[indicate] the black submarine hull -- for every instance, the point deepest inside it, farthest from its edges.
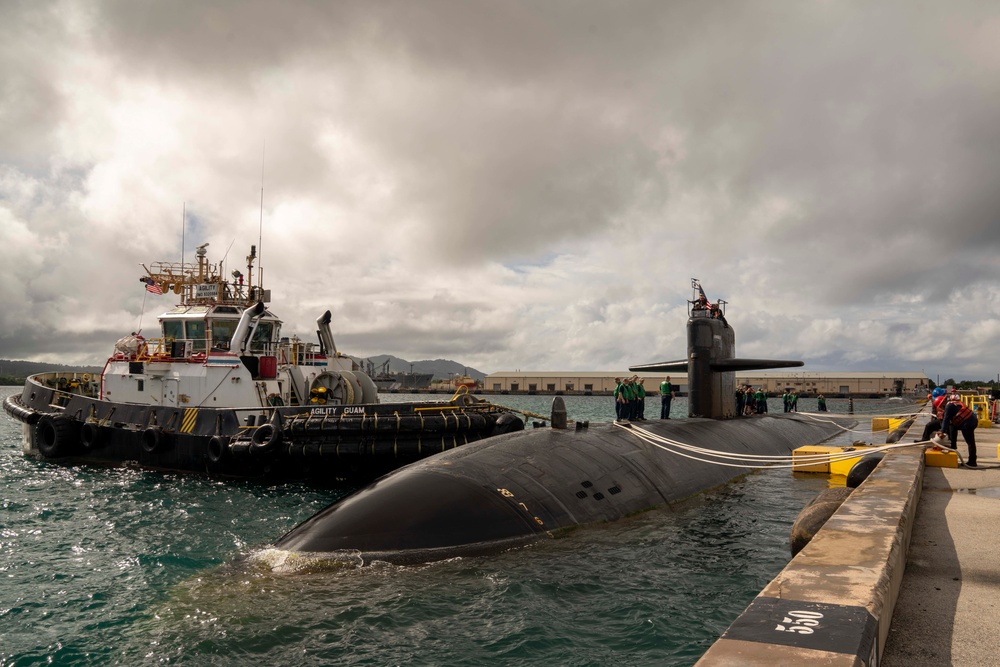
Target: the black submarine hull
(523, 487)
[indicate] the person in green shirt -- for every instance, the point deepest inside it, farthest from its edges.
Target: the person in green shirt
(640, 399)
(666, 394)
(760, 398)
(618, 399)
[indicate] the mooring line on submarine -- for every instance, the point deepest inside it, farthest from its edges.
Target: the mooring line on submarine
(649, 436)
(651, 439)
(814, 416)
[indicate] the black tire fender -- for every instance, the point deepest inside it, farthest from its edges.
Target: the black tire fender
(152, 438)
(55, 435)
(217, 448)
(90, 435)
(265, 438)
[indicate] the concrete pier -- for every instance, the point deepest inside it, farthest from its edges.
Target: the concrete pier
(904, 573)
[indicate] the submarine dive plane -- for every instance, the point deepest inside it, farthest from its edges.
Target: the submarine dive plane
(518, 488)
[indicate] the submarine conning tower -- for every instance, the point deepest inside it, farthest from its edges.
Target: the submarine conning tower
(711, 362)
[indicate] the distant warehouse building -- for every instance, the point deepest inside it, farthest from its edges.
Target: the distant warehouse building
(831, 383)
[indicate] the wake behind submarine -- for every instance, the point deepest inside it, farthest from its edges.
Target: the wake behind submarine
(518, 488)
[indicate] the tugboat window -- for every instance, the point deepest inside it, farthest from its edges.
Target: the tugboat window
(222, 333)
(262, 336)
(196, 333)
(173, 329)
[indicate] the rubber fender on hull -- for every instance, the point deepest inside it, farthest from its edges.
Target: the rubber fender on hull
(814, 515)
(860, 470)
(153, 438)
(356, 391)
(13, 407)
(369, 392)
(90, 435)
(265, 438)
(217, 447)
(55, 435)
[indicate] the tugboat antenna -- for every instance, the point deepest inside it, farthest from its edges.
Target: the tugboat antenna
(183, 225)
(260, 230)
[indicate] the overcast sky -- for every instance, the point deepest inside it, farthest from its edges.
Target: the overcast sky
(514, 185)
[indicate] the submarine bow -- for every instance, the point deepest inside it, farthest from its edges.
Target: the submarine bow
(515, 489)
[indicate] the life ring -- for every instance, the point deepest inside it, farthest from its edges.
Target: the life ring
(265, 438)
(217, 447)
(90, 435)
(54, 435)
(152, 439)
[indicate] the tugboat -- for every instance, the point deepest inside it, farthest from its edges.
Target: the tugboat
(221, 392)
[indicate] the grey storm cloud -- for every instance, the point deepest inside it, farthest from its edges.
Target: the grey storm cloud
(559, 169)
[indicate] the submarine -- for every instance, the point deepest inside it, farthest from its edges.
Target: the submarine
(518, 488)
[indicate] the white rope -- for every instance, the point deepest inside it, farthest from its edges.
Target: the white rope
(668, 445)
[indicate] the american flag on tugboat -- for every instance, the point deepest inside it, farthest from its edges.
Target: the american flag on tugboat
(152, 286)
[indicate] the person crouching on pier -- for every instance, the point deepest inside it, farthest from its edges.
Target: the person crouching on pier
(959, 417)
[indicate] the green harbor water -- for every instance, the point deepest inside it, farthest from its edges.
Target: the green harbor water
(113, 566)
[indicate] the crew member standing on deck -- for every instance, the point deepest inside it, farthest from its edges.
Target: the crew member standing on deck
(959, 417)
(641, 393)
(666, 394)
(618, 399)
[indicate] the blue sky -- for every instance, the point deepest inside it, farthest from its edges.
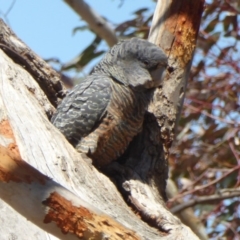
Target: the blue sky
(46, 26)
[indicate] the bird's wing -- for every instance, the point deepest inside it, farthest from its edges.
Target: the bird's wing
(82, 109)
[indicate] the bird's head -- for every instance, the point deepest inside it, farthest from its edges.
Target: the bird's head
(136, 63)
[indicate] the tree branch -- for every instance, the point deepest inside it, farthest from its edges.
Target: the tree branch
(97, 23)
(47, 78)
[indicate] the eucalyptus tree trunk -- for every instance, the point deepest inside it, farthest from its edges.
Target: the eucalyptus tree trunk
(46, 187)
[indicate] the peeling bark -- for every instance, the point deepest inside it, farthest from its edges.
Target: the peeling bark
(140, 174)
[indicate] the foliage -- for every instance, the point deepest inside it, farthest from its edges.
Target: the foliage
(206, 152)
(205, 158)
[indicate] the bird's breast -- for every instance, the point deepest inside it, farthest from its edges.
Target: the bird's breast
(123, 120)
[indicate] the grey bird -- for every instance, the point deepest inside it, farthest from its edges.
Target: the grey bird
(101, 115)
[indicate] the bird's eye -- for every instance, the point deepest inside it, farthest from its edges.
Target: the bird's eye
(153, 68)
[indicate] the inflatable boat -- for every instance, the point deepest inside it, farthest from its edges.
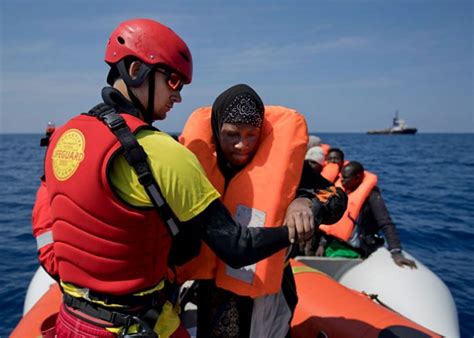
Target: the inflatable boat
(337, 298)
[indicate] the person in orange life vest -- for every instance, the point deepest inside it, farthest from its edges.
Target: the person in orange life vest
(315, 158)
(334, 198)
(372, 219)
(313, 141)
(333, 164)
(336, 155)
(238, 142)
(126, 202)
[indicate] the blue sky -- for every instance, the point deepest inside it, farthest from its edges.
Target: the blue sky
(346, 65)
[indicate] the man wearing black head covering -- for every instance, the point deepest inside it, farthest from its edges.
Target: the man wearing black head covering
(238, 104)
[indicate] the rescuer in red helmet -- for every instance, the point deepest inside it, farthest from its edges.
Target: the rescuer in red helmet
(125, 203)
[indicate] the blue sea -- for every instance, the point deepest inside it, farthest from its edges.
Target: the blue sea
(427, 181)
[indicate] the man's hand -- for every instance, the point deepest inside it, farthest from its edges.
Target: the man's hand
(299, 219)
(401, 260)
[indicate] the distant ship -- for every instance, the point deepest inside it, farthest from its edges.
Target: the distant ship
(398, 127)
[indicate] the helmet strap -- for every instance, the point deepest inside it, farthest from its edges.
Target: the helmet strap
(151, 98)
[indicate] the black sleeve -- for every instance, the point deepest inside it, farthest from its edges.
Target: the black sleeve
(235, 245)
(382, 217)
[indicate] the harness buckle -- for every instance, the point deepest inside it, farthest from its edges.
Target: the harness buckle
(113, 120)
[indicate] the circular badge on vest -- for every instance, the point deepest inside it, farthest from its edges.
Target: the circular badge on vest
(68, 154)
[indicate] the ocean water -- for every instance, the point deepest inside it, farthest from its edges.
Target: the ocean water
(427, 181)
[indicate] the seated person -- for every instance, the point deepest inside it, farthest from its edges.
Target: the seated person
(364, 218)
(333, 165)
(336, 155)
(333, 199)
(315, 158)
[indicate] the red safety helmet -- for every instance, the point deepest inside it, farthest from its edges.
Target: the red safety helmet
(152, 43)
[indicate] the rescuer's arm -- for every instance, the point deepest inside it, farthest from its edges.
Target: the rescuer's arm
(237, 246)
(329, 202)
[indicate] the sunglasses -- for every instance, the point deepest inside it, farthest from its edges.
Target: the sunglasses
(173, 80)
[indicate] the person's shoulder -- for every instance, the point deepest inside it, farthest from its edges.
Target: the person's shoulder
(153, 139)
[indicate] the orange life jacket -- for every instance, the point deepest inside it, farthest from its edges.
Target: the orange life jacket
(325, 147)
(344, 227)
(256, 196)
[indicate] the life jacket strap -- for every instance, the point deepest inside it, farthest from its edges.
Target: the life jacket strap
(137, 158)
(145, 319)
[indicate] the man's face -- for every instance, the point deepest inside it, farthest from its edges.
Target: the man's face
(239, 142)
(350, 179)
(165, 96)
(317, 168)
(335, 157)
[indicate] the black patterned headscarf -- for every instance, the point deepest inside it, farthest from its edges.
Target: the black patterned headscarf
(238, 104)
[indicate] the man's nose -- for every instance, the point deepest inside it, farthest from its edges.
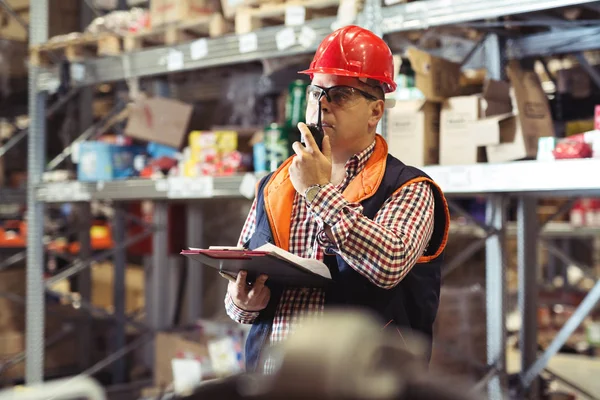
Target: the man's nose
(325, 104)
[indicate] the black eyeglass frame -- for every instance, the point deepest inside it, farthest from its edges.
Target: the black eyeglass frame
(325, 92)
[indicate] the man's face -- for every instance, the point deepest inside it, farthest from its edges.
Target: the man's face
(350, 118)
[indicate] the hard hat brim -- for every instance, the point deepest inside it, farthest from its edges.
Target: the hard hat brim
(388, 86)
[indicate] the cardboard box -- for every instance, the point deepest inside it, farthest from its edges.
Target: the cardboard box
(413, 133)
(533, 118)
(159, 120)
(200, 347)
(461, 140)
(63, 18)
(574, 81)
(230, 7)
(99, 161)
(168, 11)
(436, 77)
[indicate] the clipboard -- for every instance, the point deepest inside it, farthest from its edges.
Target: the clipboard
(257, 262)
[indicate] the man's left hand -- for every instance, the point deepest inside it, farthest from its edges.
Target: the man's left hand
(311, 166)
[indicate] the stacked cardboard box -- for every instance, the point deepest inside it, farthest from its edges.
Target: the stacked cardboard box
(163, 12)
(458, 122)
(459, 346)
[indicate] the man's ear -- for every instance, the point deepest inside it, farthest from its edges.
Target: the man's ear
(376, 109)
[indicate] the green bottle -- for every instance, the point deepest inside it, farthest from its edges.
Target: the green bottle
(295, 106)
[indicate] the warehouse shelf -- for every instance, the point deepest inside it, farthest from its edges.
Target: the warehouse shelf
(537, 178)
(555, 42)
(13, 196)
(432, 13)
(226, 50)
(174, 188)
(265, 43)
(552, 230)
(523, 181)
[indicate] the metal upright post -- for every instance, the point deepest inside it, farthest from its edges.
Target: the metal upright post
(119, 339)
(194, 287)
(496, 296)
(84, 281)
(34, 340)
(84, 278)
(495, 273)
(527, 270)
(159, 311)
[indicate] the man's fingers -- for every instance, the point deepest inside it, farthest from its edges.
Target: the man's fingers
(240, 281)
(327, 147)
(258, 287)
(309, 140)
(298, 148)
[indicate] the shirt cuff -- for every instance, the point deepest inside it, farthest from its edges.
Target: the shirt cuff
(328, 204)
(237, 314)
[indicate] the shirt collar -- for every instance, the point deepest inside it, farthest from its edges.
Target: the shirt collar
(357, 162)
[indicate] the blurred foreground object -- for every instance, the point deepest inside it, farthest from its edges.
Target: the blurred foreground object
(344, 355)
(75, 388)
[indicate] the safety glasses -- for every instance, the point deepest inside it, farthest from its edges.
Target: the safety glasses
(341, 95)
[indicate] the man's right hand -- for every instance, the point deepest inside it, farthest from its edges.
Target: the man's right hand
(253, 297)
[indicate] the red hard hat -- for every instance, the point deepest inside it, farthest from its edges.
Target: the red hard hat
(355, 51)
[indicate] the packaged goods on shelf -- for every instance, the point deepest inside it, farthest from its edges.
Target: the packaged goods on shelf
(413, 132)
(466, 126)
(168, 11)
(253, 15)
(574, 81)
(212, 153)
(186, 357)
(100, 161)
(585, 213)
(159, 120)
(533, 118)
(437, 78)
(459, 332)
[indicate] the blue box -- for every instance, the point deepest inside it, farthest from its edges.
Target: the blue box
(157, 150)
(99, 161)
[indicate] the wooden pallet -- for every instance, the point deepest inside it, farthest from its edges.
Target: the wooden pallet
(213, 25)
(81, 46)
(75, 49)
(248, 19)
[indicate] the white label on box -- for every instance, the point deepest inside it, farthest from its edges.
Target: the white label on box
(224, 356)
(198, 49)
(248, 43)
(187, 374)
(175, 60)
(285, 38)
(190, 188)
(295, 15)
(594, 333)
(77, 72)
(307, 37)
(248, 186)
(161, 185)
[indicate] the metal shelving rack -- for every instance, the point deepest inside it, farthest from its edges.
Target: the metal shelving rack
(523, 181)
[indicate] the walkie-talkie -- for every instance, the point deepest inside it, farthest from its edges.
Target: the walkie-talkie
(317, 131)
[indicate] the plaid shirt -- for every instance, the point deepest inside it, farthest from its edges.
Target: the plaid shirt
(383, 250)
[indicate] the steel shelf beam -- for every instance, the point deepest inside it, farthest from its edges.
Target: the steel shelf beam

****************

Each line of the entries holding the string "beam" should be found and copied.

_REPLY_
[indicate] the steel shelf beam -- for every instance, the point deepest inside it, farthest from its edges.
Target: the steel shelf beam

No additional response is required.